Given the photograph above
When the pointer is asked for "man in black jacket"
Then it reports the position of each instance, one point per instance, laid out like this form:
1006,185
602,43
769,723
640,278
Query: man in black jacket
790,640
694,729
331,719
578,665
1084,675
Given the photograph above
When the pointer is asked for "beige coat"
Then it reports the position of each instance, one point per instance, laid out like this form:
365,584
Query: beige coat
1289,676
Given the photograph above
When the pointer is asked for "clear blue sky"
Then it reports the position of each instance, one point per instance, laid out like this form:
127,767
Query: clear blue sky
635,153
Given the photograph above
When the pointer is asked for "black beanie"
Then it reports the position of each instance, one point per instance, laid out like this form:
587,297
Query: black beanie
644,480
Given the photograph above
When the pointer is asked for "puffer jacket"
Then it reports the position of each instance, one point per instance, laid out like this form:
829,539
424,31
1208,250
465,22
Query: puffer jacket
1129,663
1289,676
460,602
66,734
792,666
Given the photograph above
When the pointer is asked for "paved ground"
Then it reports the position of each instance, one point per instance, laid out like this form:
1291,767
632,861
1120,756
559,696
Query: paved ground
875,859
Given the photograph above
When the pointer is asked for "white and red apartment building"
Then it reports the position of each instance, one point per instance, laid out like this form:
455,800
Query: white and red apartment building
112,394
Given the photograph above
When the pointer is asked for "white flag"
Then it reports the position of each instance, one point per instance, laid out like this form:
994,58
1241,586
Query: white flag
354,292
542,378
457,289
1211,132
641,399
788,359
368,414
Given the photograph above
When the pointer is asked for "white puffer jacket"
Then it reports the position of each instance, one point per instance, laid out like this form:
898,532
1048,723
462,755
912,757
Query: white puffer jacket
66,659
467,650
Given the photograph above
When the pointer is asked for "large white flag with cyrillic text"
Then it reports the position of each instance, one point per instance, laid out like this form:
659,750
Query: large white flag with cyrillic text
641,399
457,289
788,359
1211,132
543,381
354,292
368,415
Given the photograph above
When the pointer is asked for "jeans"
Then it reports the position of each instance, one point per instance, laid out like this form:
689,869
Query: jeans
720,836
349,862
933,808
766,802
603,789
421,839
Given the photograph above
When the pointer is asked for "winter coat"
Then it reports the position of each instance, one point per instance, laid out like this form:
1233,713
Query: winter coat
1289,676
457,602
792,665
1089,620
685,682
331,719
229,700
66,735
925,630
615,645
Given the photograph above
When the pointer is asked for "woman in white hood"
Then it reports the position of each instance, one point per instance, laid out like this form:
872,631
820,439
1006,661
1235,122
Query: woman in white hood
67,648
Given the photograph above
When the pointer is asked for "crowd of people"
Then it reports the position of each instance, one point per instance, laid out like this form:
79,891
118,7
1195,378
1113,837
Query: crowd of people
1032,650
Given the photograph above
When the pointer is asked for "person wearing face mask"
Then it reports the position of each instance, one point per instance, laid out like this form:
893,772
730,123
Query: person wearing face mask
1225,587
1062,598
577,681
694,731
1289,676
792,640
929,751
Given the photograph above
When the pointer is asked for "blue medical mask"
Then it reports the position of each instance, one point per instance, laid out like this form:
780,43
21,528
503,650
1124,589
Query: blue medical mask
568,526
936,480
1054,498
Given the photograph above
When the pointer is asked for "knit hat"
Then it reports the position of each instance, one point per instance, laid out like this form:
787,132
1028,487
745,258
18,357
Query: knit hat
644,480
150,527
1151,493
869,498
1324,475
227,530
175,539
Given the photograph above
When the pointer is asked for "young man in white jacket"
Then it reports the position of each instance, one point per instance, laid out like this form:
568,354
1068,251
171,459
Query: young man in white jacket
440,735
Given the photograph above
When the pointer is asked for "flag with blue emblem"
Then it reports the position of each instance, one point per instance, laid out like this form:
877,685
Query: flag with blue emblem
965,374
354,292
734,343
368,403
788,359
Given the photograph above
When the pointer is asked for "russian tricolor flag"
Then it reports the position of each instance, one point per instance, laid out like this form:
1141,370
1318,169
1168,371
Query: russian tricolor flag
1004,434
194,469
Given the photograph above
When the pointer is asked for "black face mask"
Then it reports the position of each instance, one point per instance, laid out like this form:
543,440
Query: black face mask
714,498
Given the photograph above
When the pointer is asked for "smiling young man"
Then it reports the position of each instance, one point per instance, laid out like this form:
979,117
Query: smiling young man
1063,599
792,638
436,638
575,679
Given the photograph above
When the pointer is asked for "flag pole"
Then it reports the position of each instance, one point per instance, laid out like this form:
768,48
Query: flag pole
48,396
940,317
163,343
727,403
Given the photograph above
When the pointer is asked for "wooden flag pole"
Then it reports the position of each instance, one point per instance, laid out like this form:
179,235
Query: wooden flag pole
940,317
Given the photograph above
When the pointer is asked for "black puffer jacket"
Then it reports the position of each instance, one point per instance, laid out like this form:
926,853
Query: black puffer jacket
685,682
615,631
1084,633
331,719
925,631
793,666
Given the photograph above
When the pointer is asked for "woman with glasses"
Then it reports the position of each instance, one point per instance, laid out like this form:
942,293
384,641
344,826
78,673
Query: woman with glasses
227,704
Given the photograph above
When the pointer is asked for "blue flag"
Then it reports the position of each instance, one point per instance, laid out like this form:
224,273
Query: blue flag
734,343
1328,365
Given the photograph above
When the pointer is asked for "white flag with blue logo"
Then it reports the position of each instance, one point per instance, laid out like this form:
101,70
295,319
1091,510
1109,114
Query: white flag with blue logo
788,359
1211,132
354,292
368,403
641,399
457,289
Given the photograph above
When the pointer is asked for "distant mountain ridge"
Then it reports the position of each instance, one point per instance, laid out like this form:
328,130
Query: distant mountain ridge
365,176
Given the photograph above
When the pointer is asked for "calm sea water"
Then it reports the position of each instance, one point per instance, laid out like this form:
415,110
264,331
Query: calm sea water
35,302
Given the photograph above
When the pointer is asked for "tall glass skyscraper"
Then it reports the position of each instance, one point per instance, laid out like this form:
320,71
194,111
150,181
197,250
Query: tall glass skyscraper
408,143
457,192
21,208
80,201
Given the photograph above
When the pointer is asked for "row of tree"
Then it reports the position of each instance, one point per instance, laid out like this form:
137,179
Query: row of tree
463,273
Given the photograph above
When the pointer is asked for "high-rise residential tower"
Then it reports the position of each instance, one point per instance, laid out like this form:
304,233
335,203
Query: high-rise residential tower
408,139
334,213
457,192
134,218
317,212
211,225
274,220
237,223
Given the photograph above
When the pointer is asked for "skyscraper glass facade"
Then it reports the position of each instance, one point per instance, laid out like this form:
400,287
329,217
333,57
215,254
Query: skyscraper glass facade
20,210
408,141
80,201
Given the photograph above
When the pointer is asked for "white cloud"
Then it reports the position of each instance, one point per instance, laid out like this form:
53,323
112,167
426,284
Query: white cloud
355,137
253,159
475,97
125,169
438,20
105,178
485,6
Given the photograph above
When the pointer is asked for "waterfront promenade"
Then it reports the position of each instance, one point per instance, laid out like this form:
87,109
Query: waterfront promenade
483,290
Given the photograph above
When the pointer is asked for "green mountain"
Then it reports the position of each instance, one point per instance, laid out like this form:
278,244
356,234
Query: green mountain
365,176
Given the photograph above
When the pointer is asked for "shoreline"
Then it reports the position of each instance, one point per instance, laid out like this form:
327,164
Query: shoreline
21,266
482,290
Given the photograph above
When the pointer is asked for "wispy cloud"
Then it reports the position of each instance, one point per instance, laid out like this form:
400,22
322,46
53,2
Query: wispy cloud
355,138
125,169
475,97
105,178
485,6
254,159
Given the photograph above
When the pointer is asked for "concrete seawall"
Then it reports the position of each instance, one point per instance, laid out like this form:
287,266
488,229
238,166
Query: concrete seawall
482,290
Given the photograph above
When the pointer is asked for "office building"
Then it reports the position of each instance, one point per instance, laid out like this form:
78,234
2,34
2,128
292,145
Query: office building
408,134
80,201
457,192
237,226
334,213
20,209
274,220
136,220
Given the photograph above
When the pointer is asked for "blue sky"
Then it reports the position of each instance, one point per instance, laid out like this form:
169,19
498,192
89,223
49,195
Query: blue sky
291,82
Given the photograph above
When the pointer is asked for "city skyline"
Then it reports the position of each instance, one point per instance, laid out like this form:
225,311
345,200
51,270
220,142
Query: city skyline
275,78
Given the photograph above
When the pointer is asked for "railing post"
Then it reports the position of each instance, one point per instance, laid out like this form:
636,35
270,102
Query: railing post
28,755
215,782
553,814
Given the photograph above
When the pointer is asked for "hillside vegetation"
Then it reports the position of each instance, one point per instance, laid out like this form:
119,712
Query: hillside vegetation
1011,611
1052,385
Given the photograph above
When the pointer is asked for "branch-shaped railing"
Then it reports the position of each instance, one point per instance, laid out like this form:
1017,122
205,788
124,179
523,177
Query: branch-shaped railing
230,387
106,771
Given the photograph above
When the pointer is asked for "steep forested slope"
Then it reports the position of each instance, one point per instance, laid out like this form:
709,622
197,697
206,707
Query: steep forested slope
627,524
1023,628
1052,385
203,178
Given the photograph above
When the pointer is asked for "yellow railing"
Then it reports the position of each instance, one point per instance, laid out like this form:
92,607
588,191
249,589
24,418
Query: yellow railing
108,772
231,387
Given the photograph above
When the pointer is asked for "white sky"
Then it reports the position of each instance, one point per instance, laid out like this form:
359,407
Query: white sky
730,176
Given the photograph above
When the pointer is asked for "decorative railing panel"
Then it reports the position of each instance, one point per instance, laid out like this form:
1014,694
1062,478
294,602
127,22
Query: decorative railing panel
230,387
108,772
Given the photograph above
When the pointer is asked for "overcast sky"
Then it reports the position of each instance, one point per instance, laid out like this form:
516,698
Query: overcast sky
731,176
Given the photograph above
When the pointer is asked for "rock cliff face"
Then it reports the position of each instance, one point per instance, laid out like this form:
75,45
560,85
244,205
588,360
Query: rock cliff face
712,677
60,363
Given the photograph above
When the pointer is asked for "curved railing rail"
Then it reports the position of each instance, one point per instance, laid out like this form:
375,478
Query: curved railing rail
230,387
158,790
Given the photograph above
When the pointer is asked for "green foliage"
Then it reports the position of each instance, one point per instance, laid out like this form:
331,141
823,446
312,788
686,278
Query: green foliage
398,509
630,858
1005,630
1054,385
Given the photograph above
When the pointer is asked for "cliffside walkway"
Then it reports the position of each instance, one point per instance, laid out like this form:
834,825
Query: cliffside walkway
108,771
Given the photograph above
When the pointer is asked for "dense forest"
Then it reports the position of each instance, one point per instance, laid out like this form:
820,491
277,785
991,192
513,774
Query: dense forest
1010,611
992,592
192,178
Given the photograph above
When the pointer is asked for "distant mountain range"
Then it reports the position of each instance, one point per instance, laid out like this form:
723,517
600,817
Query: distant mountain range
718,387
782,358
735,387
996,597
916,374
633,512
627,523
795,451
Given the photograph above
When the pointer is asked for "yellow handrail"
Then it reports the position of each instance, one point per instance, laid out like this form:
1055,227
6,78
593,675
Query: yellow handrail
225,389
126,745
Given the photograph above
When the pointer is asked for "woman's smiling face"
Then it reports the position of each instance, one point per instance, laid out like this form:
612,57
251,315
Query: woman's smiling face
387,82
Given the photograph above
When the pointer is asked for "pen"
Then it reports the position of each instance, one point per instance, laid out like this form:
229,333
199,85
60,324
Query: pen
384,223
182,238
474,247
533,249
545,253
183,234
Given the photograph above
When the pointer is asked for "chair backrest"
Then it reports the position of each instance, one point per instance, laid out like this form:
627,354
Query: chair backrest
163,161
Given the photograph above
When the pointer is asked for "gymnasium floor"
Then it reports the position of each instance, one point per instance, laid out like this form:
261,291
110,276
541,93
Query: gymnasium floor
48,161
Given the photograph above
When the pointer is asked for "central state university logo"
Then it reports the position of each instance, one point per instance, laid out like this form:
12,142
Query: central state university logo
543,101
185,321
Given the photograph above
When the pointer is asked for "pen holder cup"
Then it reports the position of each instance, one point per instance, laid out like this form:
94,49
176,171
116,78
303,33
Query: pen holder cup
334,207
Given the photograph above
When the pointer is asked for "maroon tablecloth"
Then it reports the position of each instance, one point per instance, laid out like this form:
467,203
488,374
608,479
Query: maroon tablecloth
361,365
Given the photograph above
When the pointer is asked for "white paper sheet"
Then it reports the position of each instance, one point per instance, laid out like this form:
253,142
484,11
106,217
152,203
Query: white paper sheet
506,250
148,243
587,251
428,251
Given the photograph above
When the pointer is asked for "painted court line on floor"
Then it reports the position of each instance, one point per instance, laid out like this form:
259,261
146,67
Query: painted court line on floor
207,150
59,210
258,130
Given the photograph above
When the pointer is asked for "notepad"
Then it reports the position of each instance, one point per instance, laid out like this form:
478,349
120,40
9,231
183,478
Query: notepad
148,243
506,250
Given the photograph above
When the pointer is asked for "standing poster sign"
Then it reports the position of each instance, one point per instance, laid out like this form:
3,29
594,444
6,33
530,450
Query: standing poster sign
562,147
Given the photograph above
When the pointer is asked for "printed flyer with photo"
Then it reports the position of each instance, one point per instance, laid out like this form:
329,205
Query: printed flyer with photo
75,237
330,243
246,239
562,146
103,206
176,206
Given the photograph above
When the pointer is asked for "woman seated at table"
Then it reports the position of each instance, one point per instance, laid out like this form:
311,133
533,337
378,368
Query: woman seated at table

Directions for this task: Count the lines in the records above that contain the string "ridge", treating uppercase and lowercase as different. Reply with the number only.

Response to this task: 2